=== ENTRIES SUPPLIED ===
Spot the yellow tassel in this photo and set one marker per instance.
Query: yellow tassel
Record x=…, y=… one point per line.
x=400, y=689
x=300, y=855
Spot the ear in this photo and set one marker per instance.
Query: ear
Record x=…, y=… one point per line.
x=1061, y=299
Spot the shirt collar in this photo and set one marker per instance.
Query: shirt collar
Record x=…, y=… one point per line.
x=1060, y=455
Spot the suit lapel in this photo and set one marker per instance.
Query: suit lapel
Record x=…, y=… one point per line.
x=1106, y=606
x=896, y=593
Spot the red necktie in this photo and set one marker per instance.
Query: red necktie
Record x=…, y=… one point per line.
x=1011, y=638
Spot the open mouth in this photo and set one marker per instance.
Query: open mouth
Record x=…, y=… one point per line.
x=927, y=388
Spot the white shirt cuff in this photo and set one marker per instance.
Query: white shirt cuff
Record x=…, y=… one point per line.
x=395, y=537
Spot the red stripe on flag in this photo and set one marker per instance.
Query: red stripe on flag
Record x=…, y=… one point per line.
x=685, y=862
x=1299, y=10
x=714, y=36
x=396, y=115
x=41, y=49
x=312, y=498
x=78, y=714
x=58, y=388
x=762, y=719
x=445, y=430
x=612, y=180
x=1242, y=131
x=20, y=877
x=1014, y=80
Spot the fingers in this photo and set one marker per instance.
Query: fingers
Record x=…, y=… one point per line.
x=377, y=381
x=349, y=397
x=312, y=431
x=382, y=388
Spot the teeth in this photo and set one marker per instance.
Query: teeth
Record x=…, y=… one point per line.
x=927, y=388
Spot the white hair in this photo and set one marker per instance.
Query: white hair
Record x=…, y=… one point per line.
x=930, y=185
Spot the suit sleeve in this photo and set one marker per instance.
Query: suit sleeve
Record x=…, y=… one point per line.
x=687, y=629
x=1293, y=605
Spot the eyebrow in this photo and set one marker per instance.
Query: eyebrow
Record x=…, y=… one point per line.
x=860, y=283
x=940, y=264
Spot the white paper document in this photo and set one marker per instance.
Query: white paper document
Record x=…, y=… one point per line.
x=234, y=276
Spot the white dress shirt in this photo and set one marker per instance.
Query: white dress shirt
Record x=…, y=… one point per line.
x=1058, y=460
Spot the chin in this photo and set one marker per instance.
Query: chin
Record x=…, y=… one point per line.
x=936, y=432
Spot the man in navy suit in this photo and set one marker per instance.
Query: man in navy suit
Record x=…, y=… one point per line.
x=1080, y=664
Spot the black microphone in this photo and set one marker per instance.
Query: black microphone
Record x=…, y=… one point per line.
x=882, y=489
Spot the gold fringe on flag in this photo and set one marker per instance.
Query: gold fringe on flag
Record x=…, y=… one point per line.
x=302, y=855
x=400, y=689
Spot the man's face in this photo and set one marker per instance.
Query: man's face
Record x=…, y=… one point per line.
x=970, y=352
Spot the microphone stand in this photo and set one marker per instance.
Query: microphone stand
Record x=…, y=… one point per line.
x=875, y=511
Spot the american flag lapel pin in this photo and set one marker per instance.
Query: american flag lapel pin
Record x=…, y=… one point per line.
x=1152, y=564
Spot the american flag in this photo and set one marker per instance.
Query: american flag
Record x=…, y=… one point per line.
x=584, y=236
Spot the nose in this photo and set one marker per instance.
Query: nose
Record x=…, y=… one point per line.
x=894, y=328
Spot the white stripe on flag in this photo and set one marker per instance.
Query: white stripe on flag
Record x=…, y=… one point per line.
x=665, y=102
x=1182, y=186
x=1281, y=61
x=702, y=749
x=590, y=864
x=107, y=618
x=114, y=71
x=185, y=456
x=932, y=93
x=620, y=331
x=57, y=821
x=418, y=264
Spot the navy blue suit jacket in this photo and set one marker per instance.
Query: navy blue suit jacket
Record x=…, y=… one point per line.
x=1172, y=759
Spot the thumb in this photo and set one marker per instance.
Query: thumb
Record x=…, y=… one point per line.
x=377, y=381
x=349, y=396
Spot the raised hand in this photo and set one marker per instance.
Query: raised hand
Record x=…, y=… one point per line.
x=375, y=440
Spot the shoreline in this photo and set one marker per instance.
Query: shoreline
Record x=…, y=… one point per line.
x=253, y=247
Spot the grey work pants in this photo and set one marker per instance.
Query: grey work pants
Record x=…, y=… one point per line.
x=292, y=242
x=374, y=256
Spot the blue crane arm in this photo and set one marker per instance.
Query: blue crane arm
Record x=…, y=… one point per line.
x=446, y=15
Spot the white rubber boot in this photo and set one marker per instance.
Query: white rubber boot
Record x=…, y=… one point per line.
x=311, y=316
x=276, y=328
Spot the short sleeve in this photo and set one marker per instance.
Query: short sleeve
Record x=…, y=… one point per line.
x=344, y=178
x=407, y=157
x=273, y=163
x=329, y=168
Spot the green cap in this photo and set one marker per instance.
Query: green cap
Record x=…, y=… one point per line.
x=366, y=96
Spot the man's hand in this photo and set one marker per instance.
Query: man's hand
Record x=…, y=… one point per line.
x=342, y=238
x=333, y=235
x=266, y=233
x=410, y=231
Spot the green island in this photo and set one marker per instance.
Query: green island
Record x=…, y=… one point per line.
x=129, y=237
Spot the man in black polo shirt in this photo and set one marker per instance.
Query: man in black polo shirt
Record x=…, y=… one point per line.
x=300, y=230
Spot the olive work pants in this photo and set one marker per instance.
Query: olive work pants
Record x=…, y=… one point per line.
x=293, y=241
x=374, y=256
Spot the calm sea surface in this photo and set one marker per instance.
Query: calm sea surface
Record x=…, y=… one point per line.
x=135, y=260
===
* **REQUIREMENT**
Every entry shown above should be written out again without a single difference.

* **TASK RESPONSE**
Spot the yellow tassel in this photo and set one marker per instance.
Query: yellow tassel
Record x=…, y=… one point per line.
x=400, y=689
x=300, y=855
Spot the ear in this photo and set one marker per instance.
Query: ear
Record x=…, y=… one point per line.
x=1061, y=299
Spot the shirt collar in this photo and set one marker per instance.
Query: shirt collar
Record x=…, y=… one point per line.
x=1060, y=455
Spot the suit lapel in this photo and set one marker per instance.
Query: suit lapel
Record x=…, y=… one point per line.
x=1106, y=606
x=896, y=593
Spot the red necktie in this photo and set one marker per instance.
Query: red necktie
Record x=…, y=… one point per line.
x=1011, y=638
Spot the open mouth in this photo and set one marker per instance.
Query: open mouth
Record x=…, y=… one point per line.
x=927, y=388
Spot the white shirt cuff in this photo and set one marker per instance.
Query: white shirt cuff
Record x=…, y=… one point per line.
x=395, y=537
Spot the red stripe on flag in this photo and set one marker per instance.
Query: red stripe on flag
Record x=…, y=… one point per line.
x=685, y=862
x=1299, y=10
x=714, y=36
x=396, y=115
x=41, y=49
x=312, y=498
x=78, y=714
x=58, y=388
x=762, y=719
x=445, y=430
x=612, y=180
x=1242, y=131
x=20, y=877
x=1014, y=80
Spot the fingers in this photo and set one marker per instance.
Query: fingers
Record x=…, y=… one point per line.
x=377, y=381
x=349, y=397
x=312, y=431
x=382, y=388
Spot the teeth in this photo and set one marker per instance.
Query: teeth
Record x=…, y=… one point per line.
x=927, y=388
Spot the white hair in this photo and set one marker per instance.
Query: white hair
Record x=…, y=… one point per line.
x=930, y=185
Spot the suit sleeve in this photo and set one marker per instance.
Query: suit sleeve
Record x=…, y=… one point per line.
x=687, y=629
x=1293, y=605
Spot the eyebrow in this photo and set one marker per instance.
Query: eyebrow
Record x=…, y=… one point per line.
x=860, y=283
x=940, y=264
Spot the white paper document in this photo and set one marker per instance.
Query: white paper document
Record x=…, y=… one point per line.
x=234, y=276
Spot the white dress shirt in this photo and set one marker per instance.
Query: white dress shirt
Record x=…, y=… one point per line.
x=1058, y=460
Spot the chin in this photo and set one marker per instance.
Query: chin
Record x=…, y=… one point per line.
x=936, y=432
Spot the man in navy suit in this photo and set one marker per instance.
Query: man in navy suit
Record x=…, y=… one point per line.
x=1080, y=664
Spot the black microphone in this photo and set one marker per instance.
Query: black microphone
Record x=…, y=… one point per line.
x=882, y=489
Spot the gold fringe on flag in this photo and set one marker per instance.
Query: gold fringe on flag
Record x=…, y=… one point per line.
x=302, y=855
x=400, y=689
Spot the man's face in this photo and set one marker per instance.
Query: man's face
Record x=…, y=… one point per line.
x=970, y=352
Spot the microphone stand in this photo and set one marker per instance.
Query: microphone stand
Record x=…, y=… one point per line.
x=875, y=511
Spot the american flag lapel pin in this photo and set one marker per instance.
Query: american flag lapel pin
Record x=…, y=… one point per line.
x=1152, y=564
Spot the american flag in this photo and set one marker per instance.
Query: american flag
Record x=…, y=… one point per line.
x=584, y=236
Spot the nose in this photo and set one marker per instance.
Query: nose
Record x=…, y=… one point per line.
x=894, y=328
Spot the white stripe on flag in this photo and set one marker per instance.
Query: white stripe on flag
Record x=…, y=… one point per line.
x=665, y=102
x=1182, y=186
x=1281, y=61
x=702, y=749
x=590, y=864
x=107, y=618
x=114, y=71
x=185, y=456
x=932, y=93
x=620, y=331
x=57, y=821
x=418, y=264
Spot the navy blue suit jacket in this photo and set one marker per instance.
Query: navy blue suit jacket
Record x=…, y=… one point per line.
x=1172, y=759
Spot the thumb in this photo and set one marker per instance.
Query: thumb
Record x=…, y=… one point per line.
x=377, y=381
x=349, y=396
Spot the raised hand in this photo and set one marker per instance.
Query: raised hand
Record x=…, y=… one point per line.
x=375, y=440
Spot the shoreline in this photo and set one marker per instance.
Query: shoreline
Record x=…, y=… one point per line.
x=253, y=247
Spot the grey work pants in this photo and set one marker per instance.
Query: grey work pants
Record x=…, y=… one point per line.
x=292, y=242
x=374, y=256
Spot the blue crane arm in this photo and set one marker per instance.
Query: blue crane arm
Record x=…, y=… one point per line.
x=446, y=15
Spot the white rubber boot in this photo and set one marker per instance.
Query: white rubber boot
Record x=…, y=… one point per line.
x=311, y=316
x=276, y=328
Spot the short sleeve in this photo and set one marker per instance.
Query: short sleeve
Record x=…, y=… one point per line.
x=344, y=178
x=407, y=157
x=273, y=163
x=329, y=168
Spot the green cap in this photo and set one marker per instance.
Query: green cap
Record x=…, y=… one point per line.
x=366, y=96
Spot the man's hand in this photo and set one marker per instance.
Query: man's hand
Record x=…, y=… one point per line.
x=342, y=238
x=333, y=235
x=266, y=233
x=410, y=231
Spot the green island in this photo and set one marker per instance.
Query: green island
Record x=…, y=… one point per line.
x=129, y=237
Spot the man in black polo shirt in this photo and set one marker per instance.
Query: man in black polo shirt
Record x=…, y=… one point per line.
x=300, y=230
Spot the olive work pants in this photo and set one marker per instance.
Query: olive work pants
Record x=…, y=… one point per line.
x=293, y=241
x=374, y=256
Spot the calm sea surface in this photo and set one marker per instance.
Query: calm sea surface
Record x=…, y=… one point per line.
x=135, y=260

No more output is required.